▶ _Excerpted passage_:
These are analysis jobs and have nothing to do with -w, don't worry about it.

C768 is not a resolution we test regularly, and we tend to discourage people from running C768 on Hera anyway because the machine is small.

How much larger did you try making the wallclock? Have you tried increasing the number of cores instead/as well?

@spanNOAA
Copy link
Author

When you mention checking out and/or updating my current develop branch, are you indicating that the entire global workflow needs updating, or is it solely the ufs model that requires to be updated?
The version I mentioned is 281b32f.

@WalterKolczynski-NOAA WalterKolczynski-NOAA changed the title gdassfcanl, gfssfcanl, and gdasanalcalc Tasks Fail on Hera (Rocky 8) C768 analysis tasks Fail on Hera Apr 16, 2024
@WalterKolczynski-NOAA WalterKolczynski-NOAA removed the triage Issues that are triage label Apr 16, 2024
@HenryRWinterbottom
Copy link
Contributor

@spanNOAA Thank you for the tag. We are currently testing hash 281b32fb but encountering errors when executing the forecast (e.g., ufs_model.exe) for C768 resolutions. As a result, the referenced UFSWM tag will not work at the moment. Please see issue #2490.

@WalterKolczynski-NOAA
Copy link
Contributor

Additionally, when you tried increasing the wallclock, did you regenerate your rocoto XML afterwards?

@WalterKolczynski-NOAA
Copy link
Contributor

WalterKolczynski-NOAA commented Apr 16, 2024

@spanNOAA Thank you for the tag. We are currently testing hash 281b32fb but encountering errors when executing the forecast (e.g., ufs_model.exe) for C768 resolutions. As a result, the referenced UFSWM tag will not work at the moment. Please see issue #2490.

▶ _Written tasks_:
**a)** Decide whether each statement agrees with the C768 thread, and support each yes or no with the deciding words, quoted directly. (i) C768 is a resolution that is tested regularly. (ii) The version spanNOAA mentioned is 281b32f. (iii) The analysis jobs are connected to -w.
**b)** Supply what comes next in the C768 thread, starting after its final sentence.
The listing after the C768 thread plays no part in this work.

▶ _Data lines_:

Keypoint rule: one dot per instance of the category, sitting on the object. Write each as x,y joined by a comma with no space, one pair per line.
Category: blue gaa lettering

▶ _Answers per task_:
**a)**
(i) No: "C768 is not a resolution we test regularly"
(ii) Yes: "The version I mentioned is 281b32f."
(iii) No: "These are analysis jobs and have nothing to do with -w"

**b)**
These failures are in the analysis job. It is unlikely anything with UFS or its build is the problem here.

@spanNOAA
Copy link
Author

These are analysis jobs and have nothing to do with -w, don't worry about it.

C768 is not a resolution we test regularly, and we tend to discourage people from running C768 on Hera anyway because the machine is small.

How much larger did you try making the wallclock? Have you tried increasing the number of cores instead/as well?

I attempted wallclock settings ranging from 10 to 40 minutes, but none of them works. When the wallclock was set to 20 minutes or more, the program consistently stalled at the same point.
I haven't tried to increase the number of cores. According to the log, the program seems to terminate normally. However, the slurm job continues afterward for unknown reason.
And I manually extended the wallclock duration by directly editing the XML file instead of using config files.

@WalterKolczynski-NOAA
Copy link
Contributor

Okay, I'm going to check your full log and see if I can find anything, otherwise might need to get a specialist to look at it.

@spanNOAA
Copy link
Author

I really appreciate it.

@WalterKolczynski-NOAA
Copy link
Contributor

looking at sfcanl, the problem seems to be in global_cycle. Ranks 0-2 finish but 3-5 never do:

> egrep '^3:' gdassfcanl.log.1 
3:  
3:  STARTING CYCLE PROGRAM ON RANK            3
3:  RUNNING WITH            6 TASKS
3:  AND WITH            1  THREADS.
3:  
3:  READ NAMCYC NAMELIST.
3:  
3:  
3:  IN ROUTINE SFCDRV,IDIM=         768 JDIM=         768 FH=
3:   0.000000000000000E+000
3:  - RUNNING WITH FRACTIONAL GRID.
3:  
3:  READ FV3 GRID INFO FROM: ./fngrid.004
3:  
3:  READ FV3 OROG INFO FROM: ./fnorog.004
3:  
3:  WILL PROCESS NSST RECORDS.
3:  
3:  READ INPUT SFC DATA FROM: ./fnbgsi.004
3:  - WILL PROCESS FOR NOAH-MP LSM.
3:  
3:  WILL READ NSST RECORDS.
3:  
3:  USE UNFILTERED OROGRAPHY.
3:  
3:  SAVE FIRST GUESS MASK
3:  
3:  CALL SFCCYCLE TO UPDATE SURFACE FIELDS.

Since the ranks are tiles, they should all be similar run times. I think this points back to a memory issue. Try changing the resource request to:

<nodes>6:ppn=40:tpp=1</nodes>

That should be overkill, but if it works we can try dialing it back.

@spanNOAA
Copy link
Author

The problem remains despite increasing the nodes to 6.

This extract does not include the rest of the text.